Given text ->
==============================

Ok so for a problem I must parse in two files of information and then compare those files. I need to report any inconsistent data and any data that is in one file but not the other file. To do this I have sorted both lists of data which allows me to compare the first element in each list, if they are equal I remove them if they are inconsistent I report and remove them, if one or the other is different I report which one is missing data and then PUT BACK the later date so it can be compared next time.
As you can see in my code (at least I think, and have tested extensively) that this method works well for data sets with 100-200 lines per file. When I get larger, like 1,000-1,000,000 it takes to long to report.
I am stumped at how my while loop would be causing this. See below. The split represents the date(split[0]) and then a piece of information(split[1]).
Any help would be appreciated and this is actually my first python program.
tldr; For some reason my program works fine in small data sets but larger data sets do not run properly. It isn't the sort()'s either (i.e. something in my first while loop is causing the run time to be shit).
ws1.sort()
ws2.sort()
while ws1 and ws2:
currItem1 = ws1.pop(0)
currItem2 = ws2.pop(0)
if currItem1 == currItem2:
continue
splitWS1 = currItem1.split()
splitWS2 = currItem2.split()
if splitWS1[0] == splitWS2[0] and splitWS1[1] != splitWS2[1]:
print("Inconsistent Data (" + splitWS1[0] + "): A: " + splitWS1[1] + " B: " + splitWS2[1])
continue
elif splitWS1[0] < splitWS2[0]:
print("Missing Data (" + splitWS1[0] + ") in data set A but not in B")
ws2.insert(0, currItem2)
continue
elif splitWS1[0] > splitWS2[0]:
print("Missing Data (" + splitWS2[0] + ") in data set B but not in A")
ws1.insert(0, currItem1)
continue
while ws2:
currItem2 = ws2.pop(0)
splitWS2 = currItem2.split()
print("Missing data (" + splitWS2[0] + ") in data set B but not in A")
while ws1:
currItem1 = ws1.pop(0)
splitWS1 = currItem1.split()
print("Missing data (" + splitWS1[0] + ") in data set A but not in B")

==============================

[Stored dataset items]
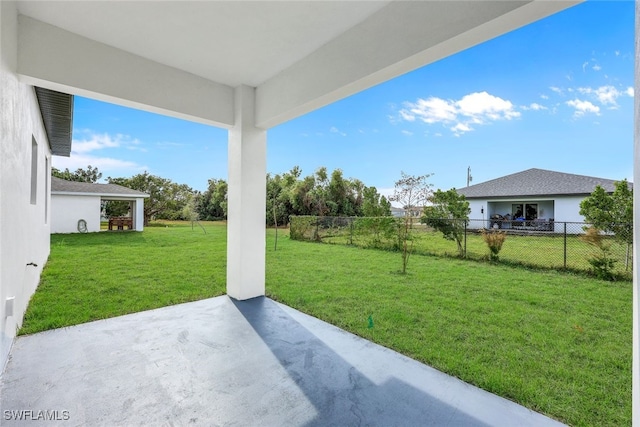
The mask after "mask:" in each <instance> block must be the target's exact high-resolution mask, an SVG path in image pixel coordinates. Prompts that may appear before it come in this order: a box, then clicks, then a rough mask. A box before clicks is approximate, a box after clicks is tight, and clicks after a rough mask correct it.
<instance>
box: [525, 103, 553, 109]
mask: <svg viewBox="0 0 640 427" xmlns="http://www.w3.org/2000/svg"><path fill="white" fill-rule="evenodd" d="M526 108H527V109H529V110H533V111H540V110H548V108H547V107H545V106H544V105H540V104H538V103H537V102H534V103H532V104H530V105H529V106H528V107H526Z"/></svg>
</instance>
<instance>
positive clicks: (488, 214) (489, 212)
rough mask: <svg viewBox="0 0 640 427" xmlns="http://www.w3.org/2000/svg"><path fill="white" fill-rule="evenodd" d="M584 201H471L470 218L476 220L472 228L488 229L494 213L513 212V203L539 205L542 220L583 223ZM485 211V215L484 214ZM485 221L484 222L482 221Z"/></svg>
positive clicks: (471, 200) (574, 197)
mask: <svg viewBox="0 0 640 427" xmlns="http://www.w3.org/2000/svg"><path fill="white" fill-rule="evenodd" d="M582 200H584V197H583V196H561V197H556V198H554V199H548V198H544V199H543V198H522V199H509V200H479V199H472V200H469V207H470V208H471V214H470V215H469V218H471V219H473V220H476V221H471V222H470V224H469V227H470V228H482V227H483V226H484V227H487V226H488V225H487V222H486V220H488V219H489V218H490V216H491V215H492V214H494V213H498V214H500V215H505V214H506V213H509V212H511V205H512V204H513V203H537V204H538V210H540V209H542V214H539V217H540V218H544V219H549V218H553V219H554V220H555V221H556V222H558V221H561V222H562V221H564V222H583V221H584V217H583V216H582V215H580V214H579V212H580V202H581V201H582ZM482 210H484V213H483V212H482ZM483 219H484V220H485V221H484V222H483V221H482V220H483Z"/></svg>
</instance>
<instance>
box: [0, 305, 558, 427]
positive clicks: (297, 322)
mask: <svg viewBox="0 0 640 427" xmlns="http://www.w3.org/2000/svg"><path fill="white" fill-rule="evenodd" d="M0 392H1V394H2V410H3V422H2V425H3V426H4V425H6V426H13V425H15V426H25V425H43V424H44V425H46V424H47V423H45V422H43V419H45V420H47V419H50V424H53V425H61V424H62V425H66V424H68V425H91V426H133V425H204V426H212V425H241V426H258V425H260V426H286V425H292V426H302V425H308V426H312V425H313V426H330V425H333V426H355V425H379V426H390V425H404V426H410V425H415V426H417V425H420V426H428V425H434V426H521V427H526V426H532V427H543V426H560V425H562V424H560V423H558V422H556V421H554V420H551V419H549V418H547V417H544V416H542V415H540V414H538V413H536V412H533V411H531V410H529V409H527V408H524V407H522V406H520V405H517V404H515V403H513V402H511V401H509V400H506V399H503V398H501V397H498V396H496V395H493V394H491V393H488V392H486V391H483V390H481V389H479V388H476V387H473V386H471V385H469V384H466V383H463V382H462V381H460V380H458V379H456V378H453V377H450V376H448V375H445V374H443V373H441V372H439V371H436V370H435V369H432V368H430V367H428V366H426V365H423V364H421V363H418V362H416V361H414V360H412V359H409V358H407V357H405V356H402V355H400V354H398V353H396V352H394V351H391V350H389V349H386V348H384V347H381V346H379V345H376V344H373V343H371V342H369V341H367V340H364V339H362V338H359V337H357V336H355V335H352V334H350V333H347V332H345V331H343V330H341V329H338V328H336V327H334V326H332V325H329V324H327V323H325V322H322V321H320V320H318V319H315V318H313V317H311V316H308V315H305V314H303V313H300V312H299V311H296V310H294V309H292V308H289V307H287V306H284V305H282V304H279V303H276V302H274V301H272V300H270V299H268V298H265V297H259V298H254V299H250V300H247V301H237V300H233V299H231V298H229V297H227V296H221V297H217V298H212V299H207V300H202V301H197V302H193V303H187V304H181V305H176V306H171V307H165V308H161V309H157V310H152V311H147V312H142V313H137V314H131V315H127V316H122V317H117V318H113V319H107V320H102V321H97V322H92V323H86V324H83V325H79V326H73V327H69V328H64V329H58V330H52V331H48V332H43V333H39V334H34V335H31V336H23V337H19V338H18V339H17V340H16V342H15V344H14V347H13V351H12V357H11V359H10V360H9V363H8V365H7V369H6V372H5V374H4V376H3V381H2V388H1V389H0ZM38 417H40V418H39V419H38Z"/></svg>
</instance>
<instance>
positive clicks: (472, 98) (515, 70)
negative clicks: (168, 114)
mask: <svg viewBox="0 0 640 427" xmlns="http://www.w3.org/2000/svg"><path fill="white" fill-rule="evenodd" d="M633 49H634V2H632V1H590V2H586V3H583V4H580V5H578V6H575V7H573V8H570V9H568V10H566V11H564V12H561V13H559V14H556V15H554V16H551V17H549V18H546V19H544V20H541V21H538V22H536V23H533V24H531V25H529V26H527V27H524V28H521V29H519V30H516V31H514V32H511V33H509V34H506V35H504V36H501V37H499V38H496V39H493V40H490V41H488V42H486V43H483V44H481V45H478V46H476V47H473V48H470V49H468V50H466V51H463V52H460V53H458V54H456V55H453V56H451V57H449V58H446V59H443V60H441V61H438V62H436V63H434V64H431V65H428V66H426V67H423V68H421V69H418V70H416V71H413V72H411V73H408V74H406V75H404V76H400V77H398V78H396V79H394V80H391V81H389V82H386V83H384V84H381V85H378V86H376V87H373V88H371V89H369V90H366V91H364V92H361V93H359V94H356V95H354V96H351V97H349V98H347V99H344V100H342V101H340V102H337V103H334V104H332V105H329V106H327V107H324V108H322V109H319V110H317V111H315V112H312V113H310V114H307V115H305V116H303V117H299V118H297V119H295V120H292V121H290V122H287V123H284V124H282V125H280V126H277V127H275V128H273V129H270V130H269V131H268V142H267V170H268V172H270V173H273V174H275V173H283V172H286V171H288V170H290V169H291V168H292V167H293V166H296V165H297V166H300V167H301V168H302V173H303V176H306V175H309V174H311V173H313V172H314V171H315V170H316V169H317V168H318V167H321V166H326V167H327V168H328V169H329V170H333V169H336V168H339V169H342V171H343V172H344V176H345V177H348V178H358V179H360V180H362V181H363V182H364V183H365V184H366V185H369V186H371V185H373V186H376V187H377V188H378V189H379V190H381V192H383V193H388V192H389V191H390V190H391V189H392V188H393V185H394V182H395V181H396V180H397V179H399V177H400V172H401V171H404V172H406V173H409V174H413V175H423V174H433V176H432V177H431V178H430V182H432V183H433V184H434V187H435V188H441V189H449V188H454V187H463V186H465V185H466V177H467V168H468V167H469V166H470V167H471V175H472V176H473V182H472V183H480V182H483V181H486V180H489V179H493V178H498V177H501V176H504V175H507V174H511V173H515V172H519V171H522V170H526V169H529V168H541V169H550V170H555V171H560V172H567V173H575V174H581V175H590V176H597V177H603V178H610V179H623V178H627V179H629V180H631V179H632V178H633V94H634V93H633V86H634V80H633V72H634V51H633ZM53 159H54V160H53V166H54V167H57V168H61V169H64V168H65V167H68V168H69V169H71V170H75V169H76V168H78V167H86V166H87V165H89V164H91V165H92V166H97V167H98V168H99V170H100V171H102V172H103V174H104V178H106V177H108V176H111V177H129V176H132V175H134V174H137V173H140V172H143V171H145V170H146V171H149V172H150V173H152V174H154V175H159V176H162V177H165V178H169V179H171V180H173V181H174V182H177V183H180V184H187V185H189V186H191V187H192V188H194V189H196V190H205V189H206V186H207V179H209V178H222V179H226V178H227V132H226V131H225V130H223V129H217V128H213V127H209V126H204V125H200V124H196V123H191V122H186V121H183V120H178V119H174V118H170V117H164V116H159V115H155V114H151V113H147V112H143V111H137V110H131V109H128V108H124V107H120V106H116V105H112V104H106V103H102V102H98V101H94V100H90V99H86V98H80V97H76V99H75V111H74V135H73V145H72V154H71V157H70V158H61V157H54V158H53Z"/></svg>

==============================

What you need to do -> List every variable name that appears in the Python code of the forum post about comparing two data files.

Answer to this exercise -> ws1, ws2, currItem1, currItem2, splitWS1, splitWS2